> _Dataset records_
++++++++++
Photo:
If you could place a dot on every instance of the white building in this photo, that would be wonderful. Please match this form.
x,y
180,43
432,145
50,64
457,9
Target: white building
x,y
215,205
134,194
++++++++++
> _Instructions for the task_
Please set down each line of the records exactly as given.

> _Result for this task_
Photo:
If you could place a dot on every instance of the white building in this photo, that would be wonderful. Please match this form.
x,y
180,43
432,145
50,64
457,9
Target: white building
x,y
215,205
134,194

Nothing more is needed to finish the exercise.